### [What needs to be done]
Could you return only the lines that run from the line with "the ice plant" through the final line of the data, exactly as they stand?
Segment Open
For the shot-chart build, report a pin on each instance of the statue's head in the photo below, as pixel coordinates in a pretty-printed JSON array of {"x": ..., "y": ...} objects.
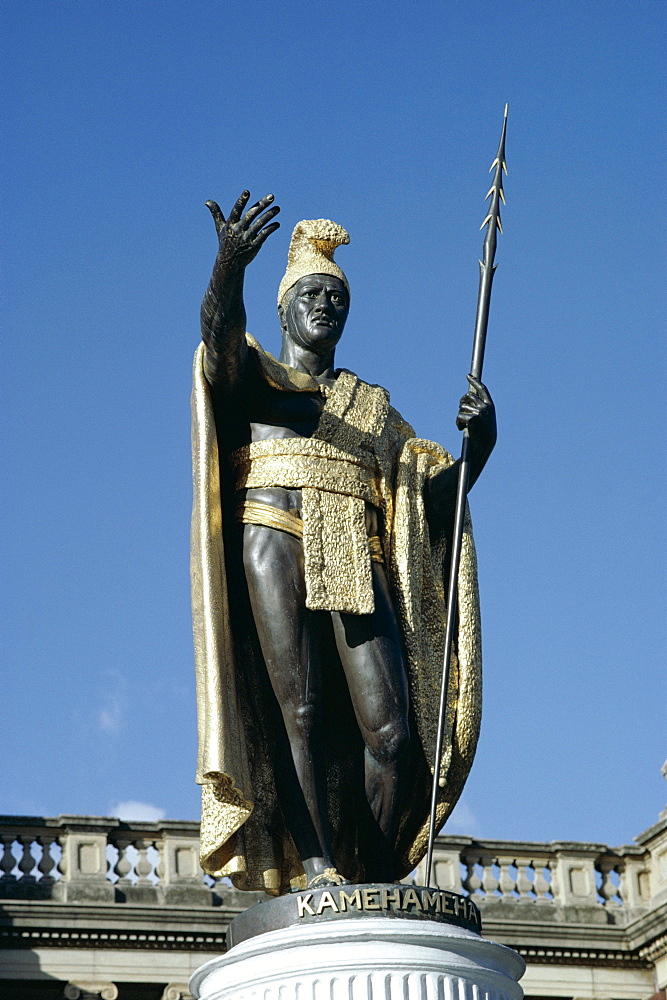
[{"x": 314, "y": 296}]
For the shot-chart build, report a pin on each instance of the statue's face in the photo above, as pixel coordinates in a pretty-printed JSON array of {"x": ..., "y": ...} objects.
[{"x": 316, "y": 312}]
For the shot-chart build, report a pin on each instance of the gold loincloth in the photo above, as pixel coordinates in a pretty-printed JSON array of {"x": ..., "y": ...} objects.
[
  {"x": 335, "y": 484},
  {"x": 265, "y": 514}
]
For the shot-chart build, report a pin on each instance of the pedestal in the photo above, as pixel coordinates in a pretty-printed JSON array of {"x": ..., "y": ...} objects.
[{"x": 358, "y": 955}]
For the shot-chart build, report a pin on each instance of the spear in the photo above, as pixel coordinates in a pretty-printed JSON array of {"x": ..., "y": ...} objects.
[{"x": 486, "y": 271}]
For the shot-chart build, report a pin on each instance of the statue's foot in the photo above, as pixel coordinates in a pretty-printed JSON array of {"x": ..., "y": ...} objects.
[{"x": 328, "y": 877}]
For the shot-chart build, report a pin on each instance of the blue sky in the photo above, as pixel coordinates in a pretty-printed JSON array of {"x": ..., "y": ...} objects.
[{"x": 122, "y": 119}]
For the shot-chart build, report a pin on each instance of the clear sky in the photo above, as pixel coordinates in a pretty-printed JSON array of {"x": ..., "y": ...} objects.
[{"x": 121, "y": 119}]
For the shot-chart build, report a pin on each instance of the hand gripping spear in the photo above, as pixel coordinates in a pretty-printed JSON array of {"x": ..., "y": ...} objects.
[{"x": 486, "y": 272}]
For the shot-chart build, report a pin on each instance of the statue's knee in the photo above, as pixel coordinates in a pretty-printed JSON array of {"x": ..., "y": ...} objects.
[
  {"x": 388, "y": 743},
  {"x": 302, "y": 721}
]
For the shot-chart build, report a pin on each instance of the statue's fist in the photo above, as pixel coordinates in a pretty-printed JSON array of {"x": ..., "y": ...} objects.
[{"x": 478, "y": 414}]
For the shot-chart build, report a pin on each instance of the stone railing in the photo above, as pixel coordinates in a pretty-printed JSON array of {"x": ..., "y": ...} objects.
[
  {"x": 558, "y": 873},
  {"x": 101, "y": 859}
]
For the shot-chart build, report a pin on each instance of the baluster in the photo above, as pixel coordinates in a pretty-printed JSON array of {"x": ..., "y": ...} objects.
[
  {"x": 159, "y": 864},
  {"x": 489, "y": 881},
  {"x": 46, "y": 863},
  {"x": 143, "y": 866},
  {"x": 608, "y": 890},
  {"x": 8, "y": 862},
  {"x": 542, "y": 886},
  {"x": 506, "y": 882},
  {"x": 27, "y": 862},
  {"x": 472, "y": 883},
  {"x": 525, "y": 885},
  {"x": 123, "y": 866}
]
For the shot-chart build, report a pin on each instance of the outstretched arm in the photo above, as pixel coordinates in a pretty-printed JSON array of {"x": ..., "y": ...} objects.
[
  {"x": 223, "y": 315},
  {"x": 478, "y": 414}
]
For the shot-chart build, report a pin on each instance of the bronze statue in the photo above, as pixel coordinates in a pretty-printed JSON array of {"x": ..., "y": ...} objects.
[{"x": 320, "y": 528}]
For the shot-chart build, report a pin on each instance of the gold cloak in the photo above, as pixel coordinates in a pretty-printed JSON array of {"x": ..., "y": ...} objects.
[{"x": 243, "y": 834}]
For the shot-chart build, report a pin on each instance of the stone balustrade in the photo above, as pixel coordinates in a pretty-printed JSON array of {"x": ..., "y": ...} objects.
[
  {"x": 102, "y": 859},
  {"x": 558, "y": 873},
  {"x": 129, "y": 900}
]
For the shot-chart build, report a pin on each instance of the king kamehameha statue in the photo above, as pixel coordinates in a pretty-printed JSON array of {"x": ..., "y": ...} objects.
[{"x": 321, "y": 530}]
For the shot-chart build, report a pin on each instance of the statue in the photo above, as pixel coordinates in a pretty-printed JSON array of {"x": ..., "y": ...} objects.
[{"x": 319, "y": 534}]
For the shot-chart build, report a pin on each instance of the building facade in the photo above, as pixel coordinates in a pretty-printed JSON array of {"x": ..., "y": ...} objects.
[{"x": 94, "y": 907}]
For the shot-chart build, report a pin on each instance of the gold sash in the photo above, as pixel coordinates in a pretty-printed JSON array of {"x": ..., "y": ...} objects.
[{"x": 336, "y": 471}]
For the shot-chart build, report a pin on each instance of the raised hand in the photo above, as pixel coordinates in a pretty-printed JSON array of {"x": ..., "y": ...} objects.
[{"x": 241, "y": 235}]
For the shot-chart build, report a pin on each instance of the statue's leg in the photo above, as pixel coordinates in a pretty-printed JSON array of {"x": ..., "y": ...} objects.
[
  {"x": 289, "y": 636},
  {"x": 370, "y": 650}
]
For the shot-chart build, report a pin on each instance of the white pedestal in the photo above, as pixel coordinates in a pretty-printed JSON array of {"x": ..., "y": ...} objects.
[{"x": 363, "y": 959}]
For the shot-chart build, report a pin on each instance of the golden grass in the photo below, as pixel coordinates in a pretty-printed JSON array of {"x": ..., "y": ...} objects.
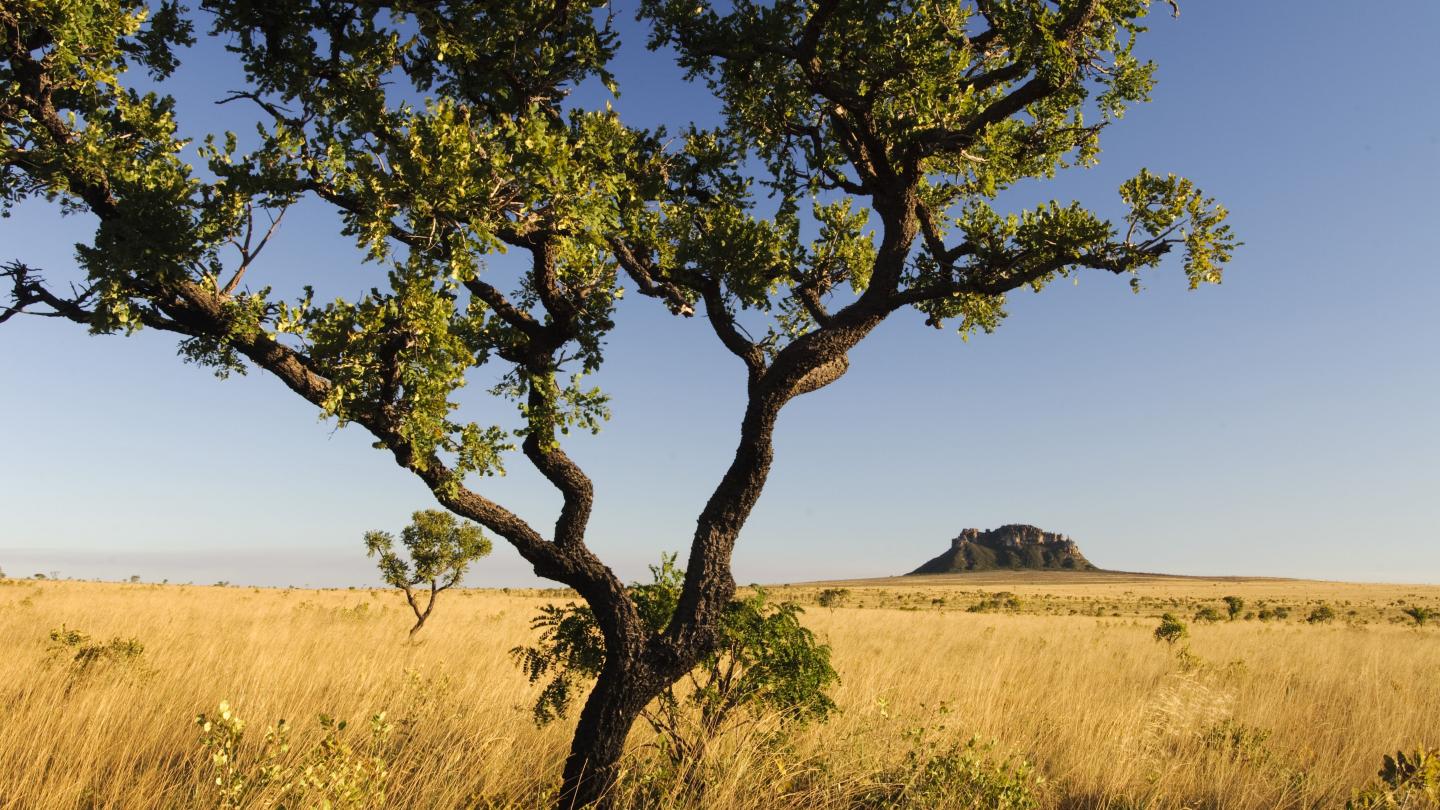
[{"x": 1276, "y": 714}]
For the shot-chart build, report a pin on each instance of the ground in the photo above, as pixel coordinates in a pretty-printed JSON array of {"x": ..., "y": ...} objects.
[{"x": 1056, "y": 669}]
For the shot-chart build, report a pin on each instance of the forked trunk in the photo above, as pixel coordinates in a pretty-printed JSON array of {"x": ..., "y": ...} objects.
[{"x": 594, "y": 767}]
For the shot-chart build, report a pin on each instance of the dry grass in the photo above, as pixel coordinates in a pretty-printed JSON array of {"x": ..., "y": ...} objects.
[{"x": 1279, "y": 714}]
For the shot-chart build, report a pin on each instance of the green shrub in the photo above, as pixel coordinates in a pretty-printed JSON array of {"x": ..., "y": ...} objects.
[
  {"x": 1207, "y": 614},
  {"x": 962, "y": 776},
  {"x": 1419, "y": 614},
  {"x": 85, "y": 653},
  {"x": 333, "y": 773},
  {"x": 1237, "y": 740},
  {"x": 1004, "y": 601},
  {"x": 1407, "y": 781},
  {"x": 1171, "y": 630},
  {"x": 765, "y": 663}
]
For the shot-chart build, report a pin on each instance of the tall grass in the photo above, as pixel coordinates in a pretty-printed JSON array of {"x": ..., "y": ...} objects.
[{"x": 1263, "y": 715}]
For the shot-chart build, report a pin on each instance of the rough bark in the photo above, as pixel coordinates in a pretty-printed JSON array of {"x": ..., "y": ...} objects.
[{"x": 592, "y": 768}]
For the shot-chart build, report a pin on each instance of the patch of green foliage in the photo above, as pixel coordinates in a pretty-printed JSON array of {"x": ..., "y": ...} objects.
[
  {"x": 1207, "y": 614},
  {"x": 334, "y": 773},
  {"x": 87, "y": 653},
  {"x": 959, "y": 776},
  {"x": 1420, "y": 614},
  {"x": 1002, "y": 601},
  {"x": 766, "y": 663},
  {"x": 1407, "y": 781},
  {"x": 439, "y": 548},
  {"x": 1171, "y": 630}
]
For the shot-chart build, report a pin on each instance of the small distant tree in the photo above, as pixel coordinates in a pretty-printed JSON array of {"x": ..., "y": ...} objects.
[
  {"x": 1171, "y": 630},
  {"x": 1207, "y": 614},
  {"x": 439, "y": 546},
  {"x": 1420, "y": 614}
]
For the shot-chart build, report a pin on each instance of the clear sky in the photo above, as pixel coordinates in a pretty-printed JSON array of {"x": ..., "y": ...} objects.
[{"x": 1286, "y": 423}]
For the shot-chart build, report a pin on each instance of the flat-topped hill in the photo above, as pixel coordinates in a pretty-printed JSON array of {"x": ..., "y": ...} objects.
[{"x": 1015, "y": 546}]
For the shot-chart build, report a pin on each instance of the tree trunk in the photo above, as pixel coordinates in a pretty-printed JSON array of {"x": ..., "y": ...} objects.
[{"x": 594, "y": 766}]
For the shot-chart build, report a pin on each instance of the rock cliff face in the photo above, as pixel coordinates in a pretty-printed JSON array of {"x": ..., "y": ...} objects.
[{"x": 1014, "y": 546}]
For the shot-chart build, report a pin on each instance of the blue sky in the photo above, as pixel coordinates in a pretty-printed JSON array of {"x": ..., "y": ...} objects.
[{"x": 1285, "y": 423}]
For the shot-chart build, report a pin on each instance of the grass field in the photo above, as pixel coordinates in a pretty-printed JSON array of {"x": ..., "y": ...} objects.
[{"x": 1060, "y": 670}]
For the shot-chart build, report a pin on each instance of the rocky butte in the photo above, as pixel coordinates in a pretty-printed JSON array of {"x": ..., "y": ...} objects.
[{"x": 1013, "y": 546}]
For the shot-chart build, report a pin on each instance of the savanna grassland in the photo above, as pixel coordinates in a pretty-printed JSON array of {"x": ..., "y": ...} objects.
[{"x": 1047, "y": 683}]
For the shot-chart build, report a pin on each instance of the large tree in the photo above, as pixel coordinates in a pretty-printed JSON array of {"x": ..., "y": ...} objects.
[{"x": 854, "y": 175}]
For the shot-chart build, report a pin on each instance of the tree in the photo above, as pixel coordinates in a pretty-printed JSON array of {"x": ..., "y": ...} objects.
[
  {"x": 882, "y": 134},
  {"x": 763, "y": 662},
  {"x": 1171, "y": 630},
  {"x": 441, "y": 549}
]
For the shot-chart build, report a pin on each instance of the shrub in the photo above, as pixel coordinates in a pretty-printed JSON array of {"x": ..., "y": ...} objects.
[
  {"x": 331, "y": 774},
  {"x": 1171, "y": 630},
  {"x": 1407, "y": 781},
  {"x": 1420, "y": 614},
  {"x": 85, "y": 653},
  {"x": 1207, "y": 614},
  {"x": 441, "y": 549},
  {"x": 765, "y": 662},
  {"x": 1240, "y": 741},
  {"x": 1004, "y": 601},
  {"x": 961, "y": 777}
]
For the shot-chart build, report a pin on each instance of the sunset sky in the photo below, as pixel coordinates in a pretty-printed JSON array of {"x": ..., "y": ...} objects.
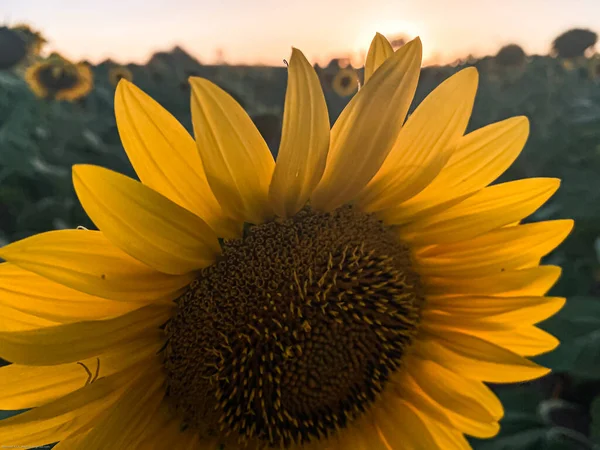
[{"x": 262, "y": 31}]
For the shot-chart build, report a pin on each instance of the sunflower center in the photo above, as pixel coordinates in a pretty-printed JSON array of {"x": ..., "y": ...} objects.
[
  {"x": 345, "y": 82},
  {"x": 58, "y": 77},
  {"x": 295, "y": 330}
]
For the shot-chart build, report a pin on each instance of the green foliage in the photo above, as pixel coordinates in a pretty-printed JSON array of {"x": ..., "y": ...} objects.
[
  {"x": 13, "y": 48},
  {"x": 578, "y": 329},
  {"x": 574, "y": 43},
  {"x": 41, "y": 140}
]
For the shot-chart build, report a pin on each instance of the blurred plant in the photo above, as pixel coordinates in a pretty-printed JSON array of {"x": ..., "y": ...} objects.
[
  {"x": 116, "y": 73},
  {"x": 594, "y": 67},
  {"x": 13, "y": 48},
  {"x": 345, "y": 82},
  {"x": 34, "y": 39},
  {"x": 511, "y": 55},
  {"x": 57, "y": 78},
  {"x": 574, "y": 43},
  {"x": 269, "y": 126}
]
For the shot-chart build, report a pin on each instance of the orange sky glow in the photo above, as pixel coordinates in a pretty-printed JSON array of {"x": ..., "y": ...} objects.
[{"x": 262, "y": 31}]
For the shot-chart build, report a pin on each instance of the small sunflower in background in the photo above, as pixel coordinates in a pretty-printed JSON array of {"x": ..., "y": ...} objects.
[
  {"x": 345, "y": 82},
  {"x": 118, "y": 73},
  {"x": 359, "y": 292},
  {"x": 13, "y": 48},
  {"x": 59, "y": 79}
]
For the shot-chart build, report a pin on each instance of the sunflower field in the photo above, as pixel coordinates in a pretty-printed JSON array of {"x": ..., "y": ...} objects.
[{"x": 55, "y": 113}]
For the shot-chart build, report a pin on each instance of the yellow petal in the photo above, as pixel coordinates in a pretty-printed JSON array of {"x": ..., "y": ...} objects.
[
  {"x": 164, "y": 431},
  {"x": 61, "y": 418},
  {"x": 73, "y": 442},
  {"x": 490, "y": 208},
  {"x": 497, "y": 251},
  {"x": 304, "y": 139},
  {"x": 524, "y": 341},
  {"x": 403, "y": 428},
  {"x": 367, "y": 128},
  {"x": 467, "y": 397},
  {"x": 478, "y": 359},
  {"x": 480, "y": 158},
  {"x": 407, "y": 387},
  {"x": 512, "y": 283},
  {"x": 32, "y": 294},
  {"x": 510, "y": 310},
  {"x": 447, "y": 438},
  {"x": 12, "y": 319},
  {"x": 87, "y": 261},
  {"x": 143, "y": 223},
  {"x": 362, "y": 435},
  {"x": 128, "y": 419},
  {"x": 165, "y": 157},
  {"x": 379, "y": 51},
  {"x": 78, "y": 341},
  {"x": 30, "y": 386},
  {"x": 237, "y": 161},
  {"x": 424, "y": 144}
]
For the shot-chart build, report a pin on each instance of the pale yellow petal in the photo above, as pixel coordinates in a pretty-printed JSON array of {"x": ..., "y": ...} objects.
[
  {"x": 143, "y": 223},
  {"x": 165, "y": 157},
  {"x": 73, "y": 442},
  {"x": 34, "y": 295},
  {"x": 424, "y": 144},
  {"x": 304, "y": 139},
  {"x": 403, "y": 428},
  {"x": 367, "y": 128},
  {"x": 476, "y": 358},
  {"x": 379, "y": 51},
  {"x": 29, "y": 386},
  {"x": 407, "y": 387},
  {"x": 362, "y": 434},
  {"x": 512, "y": 283},
  {"x": 65, "y": 416},
  {"x": 165, "y": 431},
  {"x": 490, "y": 208},
  {"x": 237, "y": 161},
  {"x": 82, "y": 340},
  {"x": 12, "y": 319},
  {"x": 86, "y": 261},
  {"x": 480, "y": 158},
  {"x": 497, "y": 251},
  {"x": 510, "y": 310},
  {"x": 128, "y": 419}
]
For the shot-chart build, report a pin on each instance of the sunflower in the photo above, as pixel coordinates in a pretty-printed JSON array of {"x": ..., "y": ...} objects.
[
  {"x": 118, "y": 73},
  {"x": 355, "y": 294},
  {"x": 59, "y": 79},
  {"x": 345, "y": 82}
]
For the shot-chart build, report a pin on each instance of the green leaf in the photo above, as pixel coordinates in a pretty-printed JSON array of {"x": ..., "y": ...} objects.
[
  {"x": 595, "y": 425},
  {"x": 577, "y": 326}
]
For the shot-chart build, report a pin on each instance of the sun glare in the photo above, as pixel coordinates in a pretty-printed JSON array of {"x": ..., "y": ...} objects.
[{"x": 391, "y": 29}]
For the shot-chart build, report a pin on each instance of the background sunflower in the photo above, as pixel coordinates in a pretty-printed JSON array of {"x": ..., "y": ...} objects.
[{"x": 59, "y": 79}]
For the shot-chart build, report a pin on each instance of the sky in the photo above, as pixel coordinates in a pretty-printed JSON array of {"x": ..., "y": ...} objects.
[{"x": 263, "y": 31}]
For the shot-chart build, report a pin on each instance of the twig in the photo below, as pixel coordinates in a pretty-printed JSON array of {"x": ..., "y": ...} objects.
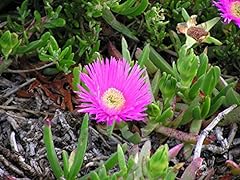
[
  {"x": 18, "y": 159},
  {"x": 13, "y": 142},
  {"x": 206, "y": 131},
  {"x": 19, "y": 87},
  {"x": 232, "y": 133},
  {"x": 219, "y": 134},
  {"x": 180, "y": 135},
  {"x": 30, "y": 70},
  {"x": 25, "y": 110},
  {"x": 11, "y": 166}
]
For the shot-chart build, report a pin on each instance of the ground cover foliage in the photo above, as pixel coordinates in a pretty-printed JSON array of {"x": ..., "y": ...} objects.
[{"x": 119, "y": 89}]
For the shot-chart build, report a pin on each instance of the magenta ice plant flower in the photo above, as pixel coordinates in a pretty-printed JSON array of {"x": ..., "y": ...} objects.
[
  {"x": 114, "y": 91},
  {"x": 230, "y": 10}
]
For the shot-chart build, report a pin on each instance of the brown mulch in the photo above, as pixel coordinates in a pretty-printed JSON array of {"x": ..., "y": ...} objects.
[{"x": 22, "y": 114}]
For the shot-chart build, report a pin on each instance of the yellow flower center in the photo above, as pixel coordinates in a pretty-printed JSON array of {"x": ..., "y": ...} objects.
[
  {"x": 113, "y": 99},
  {"x": 235, "y": 8}
]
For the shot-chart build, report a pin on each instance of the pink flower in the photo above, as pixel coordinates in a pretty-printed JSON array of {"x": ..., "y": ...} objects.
[
  {"x": 230, "y": 10},
  {"x": 114, "y": 91}
]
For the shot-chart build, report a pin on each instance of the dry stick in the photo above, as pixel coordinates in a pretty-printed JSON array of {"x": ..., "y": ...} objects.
[
  {"x": 180, "y": 135},
  {"x": 17, "y": 159},
  {"x": 206, "y": 131},
  {"x": 25, "y": 110},
  {"x": 30, "y": 70},
  {"x": 19, "y": 87}
]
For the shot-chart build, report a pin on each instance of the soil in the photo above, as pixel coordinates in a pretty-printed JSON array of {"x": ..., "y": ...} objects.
[{"x": 23, "y": 110}]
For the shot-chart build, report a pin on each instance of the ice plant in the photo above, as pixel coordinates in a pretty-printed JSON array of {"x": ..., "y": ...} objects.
[
  {"x": 114, "y": 91},
  {"x": 230, "y": 10},
  {"x": 197, "y": 33}
]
Segment Closed
### [Exercise output]
For the shot-chart build, report a pin on each instance of the ice plant in the photo above, as pixel coordinates in a pretty-printed JSON array of {"x": ..., "y": ...} objects.
[
  {"x": 114, "y": 91},
  {"x": 230, "y": 10},
  {"x": 197, "y": 33}
]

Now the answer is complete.